**Your task:** Lay out the listing from the line with "Our analyst would appreciate it if you could outline the snowy" up to and including the line with "[7,719,229,778]" as a Markdown table with two columns, Row and Line. Number each line in order and skip any blank lines.

━━━━━ Material shown

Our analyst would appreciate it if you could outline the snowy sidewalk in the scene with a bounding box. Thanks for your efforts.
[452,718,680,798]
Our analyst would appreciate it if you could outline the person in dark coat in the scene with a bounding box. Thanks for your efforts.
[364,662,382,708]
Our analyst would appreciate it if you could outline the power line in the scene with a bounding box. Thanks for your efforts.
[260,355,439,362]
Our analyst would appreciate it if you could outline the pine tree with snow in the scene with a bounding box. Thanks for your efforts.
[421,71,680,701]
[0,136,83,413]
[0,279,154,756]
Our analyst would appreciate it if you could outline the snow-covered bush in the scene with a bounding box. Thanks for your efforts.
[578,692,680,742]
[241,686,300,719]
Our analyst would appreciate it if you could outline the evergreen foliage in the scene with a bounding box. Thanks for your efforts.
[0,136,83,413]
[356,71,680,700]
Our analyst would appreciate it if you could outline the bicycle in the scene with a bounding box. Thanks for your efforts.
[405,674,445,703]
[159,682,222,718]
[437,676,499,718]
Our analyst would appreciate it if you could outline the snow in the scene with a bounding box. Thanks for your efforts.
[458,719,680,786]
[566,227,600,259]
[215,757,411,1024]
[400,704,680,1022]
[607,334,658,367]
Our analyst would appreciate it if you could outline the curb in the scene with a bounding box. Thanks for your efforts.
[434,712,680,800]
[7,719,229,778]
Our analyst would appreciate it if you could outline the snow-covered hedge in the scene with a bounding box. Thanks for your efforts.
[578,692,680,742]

━━━━━━━━━━
━━━━━ Material shown

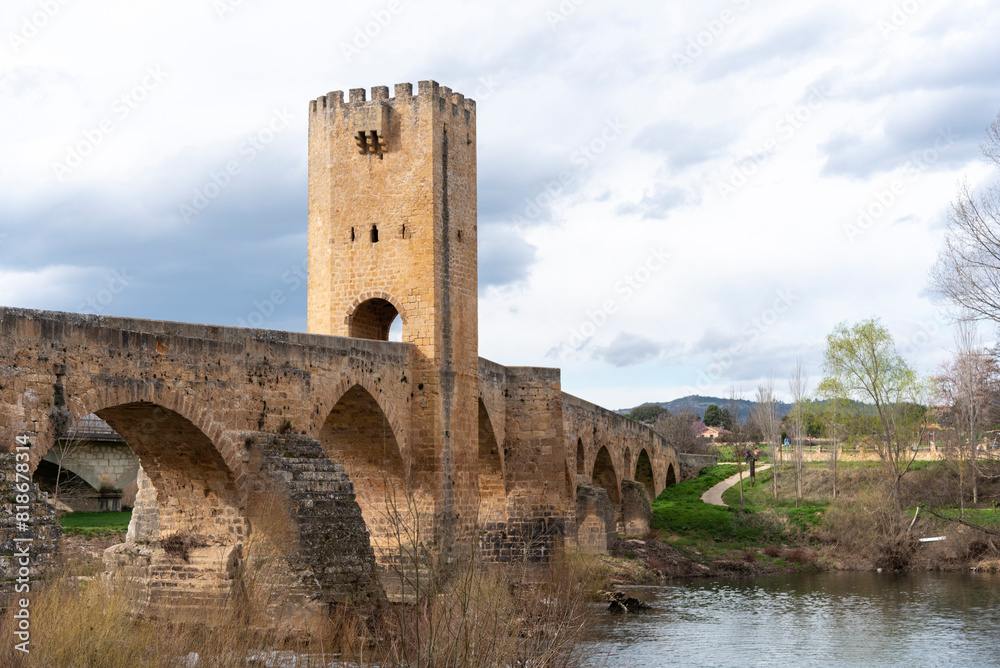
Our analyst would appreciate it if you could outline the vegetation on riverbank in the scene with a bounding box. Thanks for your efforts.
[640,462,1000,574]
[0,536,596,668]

━━━━━━━━━━
━━━━━ Material shown

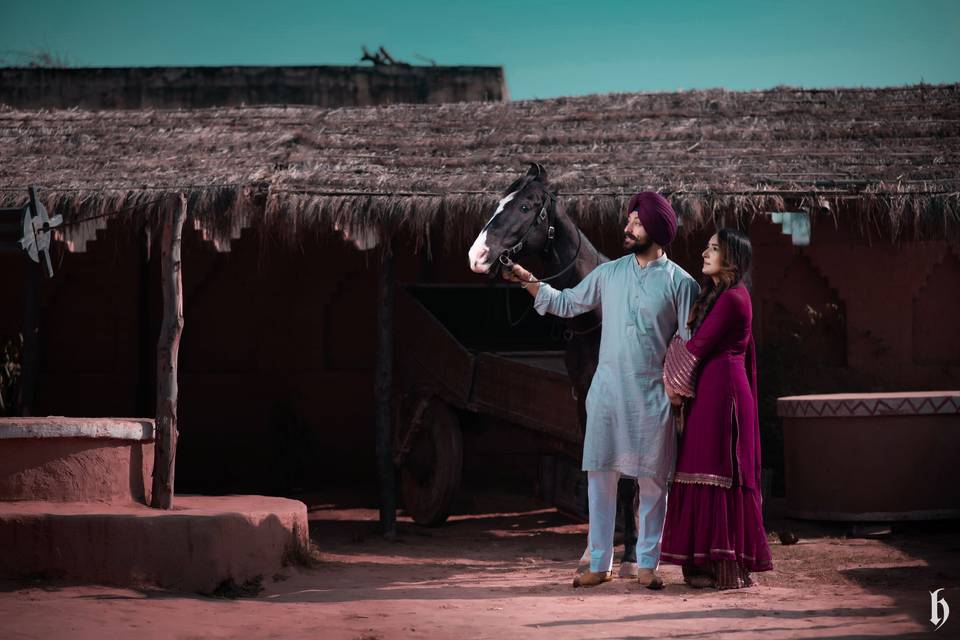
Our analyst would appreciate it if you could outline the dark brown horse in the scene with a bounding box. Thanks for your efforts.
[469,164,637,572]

━━━━━━━━━━

**Solution for this task:**
| Row | Line |
|---|---|
| 1 | Our analyst would appreciate it if you could outline the snowy sidewalk in the scene with a bounding box. Thanks for your efforts. |
| 2 | [452,718,680,798] |
| 3 | Our analyst would appreciate it if you could outline the person in dark coat in the scene with a bounding box. Thanks for your efforts. |
| 4 | [364,662,382,708] |
| 5 | Our analyst would appreciate it if you could outline the power line in the scene with a bounding box. Thanks for your efforts. |
| 6 | [260,355,439,362] |
| 7 | Our analyst would appreciate it if you could outline the pine tree with snow in the scene with a bounding box. Thanks for your efforts. |
| 8 | [421,71,680,701] |
| 9 | [0,136,83,413] |
| 10 | [0,279,154,756] |
| 11 | Our analyst would appreciate it if you could outline the snow-covered bush in the scene with a bounding box. Thanks for your efforts. |
| 12 | [578,692,680,742] |
| 13 | [241,686,300,719] |
| 14 | Our analyst would appreciate it if you could outline the evergreen foliage in the scene with a bounding box. Thanks for your efforts. |
| 15 | [0,136,83,413] |
| 16 | [356,71,680,700] |
| 17 | Our analyst would appreciate it if you could outline the bicycle in the scene with a bounding box. Thanks for your efforts. |
| 18 | [405,674,445,703] |
| 19 | [159,682,222,718] |
| 20 | [437,676,499,718] |
| 21 | Our analyst would appreciate it if you could outline the snow in the scene with a bounding box. Thanks for your efforts. |
| 22 | [458,719,680,786] |
| 23 | [566,227,600,259] |
| 24 | [215,757,411,1024] |
| 25 | [400,704,680,1022] |
| 26 | [607,334,658,367] |
| 27 | Our analyst would appreciate it if you could outline the curb in the scene with a bounding box. Thanks for your efforts. |
| 28 | [434,712,680,800] |
| 29 | [7,719,229,778] |